>> BEGIN DATA IN THIS EXERCISE

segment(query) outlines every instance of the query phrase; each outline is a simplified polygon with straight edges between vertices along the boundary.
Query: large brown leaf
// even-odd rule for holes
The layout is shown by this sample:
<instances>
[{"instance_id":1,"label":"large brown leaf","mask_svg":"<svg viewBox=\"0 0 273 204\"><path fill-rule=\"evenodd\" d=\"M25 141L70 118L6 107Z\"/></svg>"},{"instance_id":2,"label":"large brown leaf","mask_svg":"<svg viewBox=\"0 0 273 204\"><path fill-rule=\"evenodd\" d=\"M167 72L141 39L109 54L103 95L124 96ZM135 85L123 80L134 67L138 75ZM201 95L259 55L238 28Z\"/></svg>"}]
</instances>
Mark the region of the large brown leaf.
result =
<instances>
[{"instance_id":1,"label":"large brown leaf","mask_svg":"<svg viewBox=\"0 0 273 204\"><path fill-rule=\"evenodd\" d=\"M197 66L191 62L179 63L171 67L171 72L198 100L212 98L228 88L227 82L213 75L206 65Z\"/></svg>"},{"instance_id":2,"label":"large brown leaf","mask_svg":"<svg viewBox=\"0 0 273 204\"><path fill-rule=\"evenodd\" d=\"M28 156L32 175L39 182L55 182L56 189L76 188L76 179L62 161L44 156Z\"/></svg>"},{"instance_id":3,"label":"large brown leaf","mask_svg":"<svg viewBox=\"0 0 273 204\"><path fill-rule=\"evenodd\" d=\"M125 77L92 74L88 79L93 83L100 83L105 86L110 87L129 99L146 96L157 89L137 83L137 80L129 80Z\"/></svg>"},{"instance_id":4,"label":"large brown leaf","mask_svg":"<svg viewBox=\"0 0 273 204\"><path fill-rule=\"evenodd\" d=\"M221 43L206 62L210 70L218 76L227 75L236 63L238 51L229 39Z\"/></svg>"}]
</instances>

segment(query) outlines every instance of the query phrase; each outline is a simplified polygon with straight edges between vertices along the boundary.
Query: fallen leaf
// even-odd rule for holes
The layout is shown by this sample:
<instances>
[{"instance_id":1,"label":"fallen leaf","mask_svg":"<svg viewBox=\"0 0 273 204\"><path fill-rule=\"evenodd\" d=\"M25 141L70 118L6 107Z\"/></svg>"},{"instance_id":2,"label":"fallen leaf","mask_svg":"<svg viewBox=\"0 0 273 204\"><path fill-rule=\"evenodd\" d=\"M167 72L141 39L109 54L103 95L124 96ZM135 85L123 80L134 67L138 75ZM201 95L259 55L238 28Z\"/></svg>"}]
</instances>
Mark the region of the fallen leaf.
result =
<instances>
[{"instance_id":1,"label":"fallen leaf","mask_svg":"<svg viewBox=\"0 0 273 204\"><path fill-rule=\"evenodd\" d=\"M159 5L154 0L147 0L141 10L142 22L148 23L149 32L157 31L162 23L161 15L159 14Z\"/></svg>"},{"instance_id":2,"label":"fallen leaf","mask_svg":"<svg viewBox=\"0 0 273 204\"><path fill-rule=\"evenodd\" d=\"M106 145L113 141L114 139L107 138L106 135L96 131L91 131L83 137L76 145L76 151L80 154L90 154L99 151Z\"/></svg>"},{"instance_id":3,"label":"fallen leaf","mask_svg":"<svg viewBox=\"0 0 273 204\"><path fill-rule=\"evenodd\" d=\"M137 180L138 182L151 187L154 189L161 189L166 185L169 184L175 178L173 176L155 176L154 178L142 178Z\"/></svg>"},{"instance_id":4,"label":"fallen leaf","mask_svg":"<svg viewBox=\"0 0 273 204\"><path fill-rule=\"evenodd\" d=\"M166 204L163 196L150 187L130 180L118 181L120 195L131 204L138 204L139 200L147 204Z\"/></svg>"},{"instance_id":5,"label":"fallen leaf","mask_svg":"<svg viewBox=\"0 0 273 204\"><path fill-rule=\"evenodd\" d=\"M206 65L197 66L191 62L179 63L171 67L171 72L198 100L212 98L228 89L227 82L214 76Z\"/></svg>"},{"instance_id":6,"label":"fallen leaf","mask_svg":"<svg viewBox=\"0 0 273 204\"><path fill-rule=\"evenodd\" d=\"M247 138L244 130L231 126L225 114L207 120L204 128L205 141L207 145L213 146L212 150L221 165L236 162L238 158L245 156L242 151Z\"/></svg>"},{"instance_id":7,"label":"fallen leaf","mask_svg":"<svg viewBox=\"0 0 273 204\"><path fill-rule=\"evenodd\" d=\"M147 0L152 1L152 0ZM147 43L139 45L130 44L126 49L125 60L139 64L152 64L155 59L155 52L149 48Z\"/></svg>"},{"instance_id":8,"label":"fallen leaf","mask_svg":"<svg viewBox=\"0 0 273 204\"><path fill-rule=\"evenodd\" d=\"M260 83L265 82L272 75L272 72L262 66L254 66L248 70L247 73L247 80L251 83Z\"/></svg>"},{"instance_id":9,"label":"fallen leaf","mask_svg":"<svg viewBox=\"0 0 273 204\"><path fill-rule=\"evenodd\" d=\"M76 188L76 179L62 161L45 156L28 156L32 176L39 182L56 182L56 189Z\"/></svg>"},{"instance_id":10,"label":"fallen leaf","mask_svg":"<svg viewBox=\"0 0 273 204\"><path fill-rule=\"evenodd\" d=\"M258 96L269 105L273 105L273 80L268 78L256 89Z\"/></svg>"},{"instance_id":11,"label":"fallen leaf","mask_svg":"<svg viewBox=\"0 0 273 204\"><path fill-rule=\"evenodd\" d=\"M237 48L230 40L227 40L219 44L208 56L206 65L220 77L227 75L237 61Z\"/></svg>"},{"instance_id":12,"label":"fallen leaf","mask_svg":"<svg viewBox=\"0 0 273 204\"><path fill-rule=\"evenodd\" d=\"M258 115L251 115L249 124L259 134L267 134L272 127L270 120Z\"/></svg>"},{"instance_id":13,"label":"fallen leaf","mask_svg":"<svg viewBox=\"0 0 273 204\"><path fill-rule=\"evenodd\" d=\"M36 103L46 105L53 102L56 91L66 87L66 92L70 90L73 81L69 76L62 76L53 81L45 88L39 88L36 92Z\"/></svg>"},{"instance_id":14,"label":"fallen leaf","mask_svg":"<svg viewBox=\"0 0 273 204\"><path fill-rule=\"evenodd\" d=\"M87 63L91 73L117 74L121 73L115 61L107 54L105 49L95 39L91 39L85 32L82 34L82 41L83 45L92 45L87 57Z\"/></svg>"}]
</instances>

>> END DATA IN THIS EXERCISE

EXERCISE REQUIREMENTS → Write down every line of the data exactly as it appears above.

RESULT FOR THIS EXERCISE →
segment(query) outlines every instance of the query phrase; each outline is a simplified polygon with straight edges between vertices along the boundary.
Query: large brown leaf
// even-odd rule for holes
The layout is shown by this sample:
<instances>
[{"instance_id":1,"label":"large brown leaf","mask_svg":"<svg viewBox=\"0 0 273 204\"><path fill-rule=\"evenodd\" d=\"M25 141L70 118L6 107Z\"/></svg>"},{"instance_id":2,"label":"large brown leaf","mask_svg":"<svg viewBox=\"0 0 273 204\"><path fill-rule=\"evenodd\" d=\"M167 72L141 39L109 54L103 95L124 96ZM135 85L123 80L134 67L138 75ZM201 95L259 55L238 28Z\"/></svg>"}]
</instances>
Mark the region of the large brown leaf.
result =
<instances>
[{"instance_id":1,"label":"large brown leaf","mask_svg":"<svg viewBox=\"0 0 273 204\"><path fill-rule=\"evenodd\" d=\"M197 66L191 62L179 63L171 67L171 72L198 100L212 98L228 88L227 82L213 75L206 65Z\"/></svg>"},{"instance_id":2,"label":"large brown leaf","mask_svg":"<svg viewBox=\"0 0 273 204\"><path fill-rule=\"evenodd\" d=\"M28 156L32 175L39 182L55 182L56 189L76 188L76 179L62 161L44 156Z\"/></svg>"},{"instance_id":3,"label":"large brown leaf","mask_svg":"<svg viewBox=\"0 0 273 204\"><path fill-rule=\"evenodd\" d=\"M125 77L92 74L88 79L93 83L100 83L105 86L110 87L129 99L146 96L157 89L137 83L137 80L129 80Z\"/></svg>"},{"instance_id":4,"label":"large brown leaf","mask_svg":"<svg viewBox=\"0 0 273 204\"><path fill-rule=\"evenodd\" d=\"M221 43L206 62L210 70L218 76L227 75L236 63L238 51L229 39Z\"/></svg>"}]
</instances>

segment(query) outlines every instance of the query phrase; each outline is a simplified polygon with straight edges between vertices along the boundary.
Query: fallen leaf
// even-odd rule for holes
The layout is shown by this sample:
<instances>
[{"instance_id":1,"label":"fallen leaf","mask_svg":"<svg viewBox=\"0 0 273 204\"><path fill-rule=\"evenodd\" d=\"M25 141L70 118L6 107Z\"/></svg>"},{"instance_id":2,"label":"fallen leaf","mask_svg":"<svg viewBox=\"0 0 273 204\"><path fill-rule=\"evenodd\" d=\"M167 72L141 39L109 54L103 95L124 96ZM135 85L123 80L134 67L138 75ZM201 95L259 55L238 28Z\"/></svg>"}]
</instances>
Mark the region of the fallen leaf.
result =
<instances>
[{"instance_id":1,"label":"fallen leaf","mask_svg":"<svg viewBox=\"0 0 273 204\"><path fill-rule=\"evenodd\" d=\"M159 5L154 0L147 0L141 10L142 22L148 23L149 32L157 31L162 23L161 15L159 14Z\"/></svg>"},{"instance_id":2,"label":"fallen leaf","mask_svg":"<svg viewBox=\"0 0 273 204\"><path fill-rule=\"evenodd\" d=\"M106 145L113 141L114 139L107 138L106 135L96 131L91 131L83 137L76 145L76 151L80 154L90 154L99 151Z\"/></svg>"},{"instance_id":3,"label":"fallen leaf","mask_svg":"<svg viewBox=\"0 0 273 204\"><path fill-rule=\"evenodd\" d=\"M137 180L138 182L151 187L154 189L161 189L166 185L169 184L175 178L173 176L155 176L154 178L142 178Z\"/></svg>"},{"instance_id":4,"label":"fallen leaf","mask_svg":"<svg viewBox=\"0 0 273 204\"><path fill-rule=\"evenodd\" d=\"M166 204L163 196L150 187L130 180L118 181L120 195L131 204L138 204L139 200L147 204Z\"/></svg>"},{"instance_id":5,"label":"fallen leaf","mask_svg":"<svg viewBox=\"0 0 273 204\"><path fill-rule=\"evenodd\" d=\"M206 65L197 66L191 62L179 63L171 67L171 72L198 100L212 98L228 89L227 82L214 76Z\"/></svg>"},{"instance_id":6,"label":"fallen leaf","mask_svg":"<svg viewBox=\"0 0 273 204\"><path fill-rule=\"evenodd\" d=\"M247 138L244 130L231 126L225 114L207 120L204 128L205 141L207 145L213 146L212 150L221 165L236 162L238 158L245 156L242 151Z\"/></svg>"},{"instance_id":7,"label":"fallen leaf","mask_svg":"<svg viewBox=\"0 0 273 204\"><path fill-rule=\"evenodd\" d=\"M147 0L152 1L152 0ZM147 43L139 45L130 44L126 49L125 60L139 64L152 64L155 59L155 52L149 48Z\"/></svg>"},{"instance_id":8,"label":"fallen leaf","mask_svg":"<svg viewBox=\"0 0 273 204\"><path fill-rule=\"evenodd\" d=\"M260 83L265 82L272 75L272 72L262 66L254 66L248 70L247 73L247 80L251 83Z\"/></svg>"},{"instance_id":9,"label":"fallen leaf","mask_svg":"<svg viewBox=\"0 0 273 204\"><path fill-rule=\"evenodd\" d=\"M76 188L76 179L62 161L45 156L28 156L32 176L39 182L56 182L56 189Z\"/></svg>"},{"instance_id":10,"label":"fallen leaf","mask_svg":"<svg viewBox=\"0 0 273 204\"><path fill-rule=\"evenodd\" d=\"M258 96L269 105L273 105L273 80L268 78L256 89Z\"/></svg>"},{"instance_id":11,"label":"fallen leaf","mask_svg":"<svg viewBox=\"0 0 273 204\"><path fill-rule=\"evenodd\" d=\"M237 48L230 40L227 40L219 44L208 56L206 65L220 77L227 75L237 61Z\"/></svg>"},{"instance_id":12,"label":"fallen leaf","mask_svg":"<svg viewBox=\"0 0 273 204\"><path fill-rule=\"evenodd\" d=\"M258 115L251 115L249 124L259 134L267 134L272 127L270 120Z\"/></svg>"},{"instance_id":13,"label":"fallen leaf","mask_svg":"<svg viewBox=\"0 0 273 204\"><path fill-rule=\"evenodd\" d=\"M36 103L46 105L53 102L56 91L66 87L66 92L70 90L73 81L69 76L62 76L53 81L45 88L39 88L36 92Z\"/></svg>"},{"instance_id":14,"label":"fallen leaf","mask_svg":"<svg viewBox=\"0 0 273 204\"><path fill-rule=\"evenodd\" d=\"M87 63L91 73L117 74L121 73L115 61L107 54L105 49L95 39L91 39L85 32L82 34L82 41L83 45L92 45L87 57Z\"/></svg>"}]
</instances>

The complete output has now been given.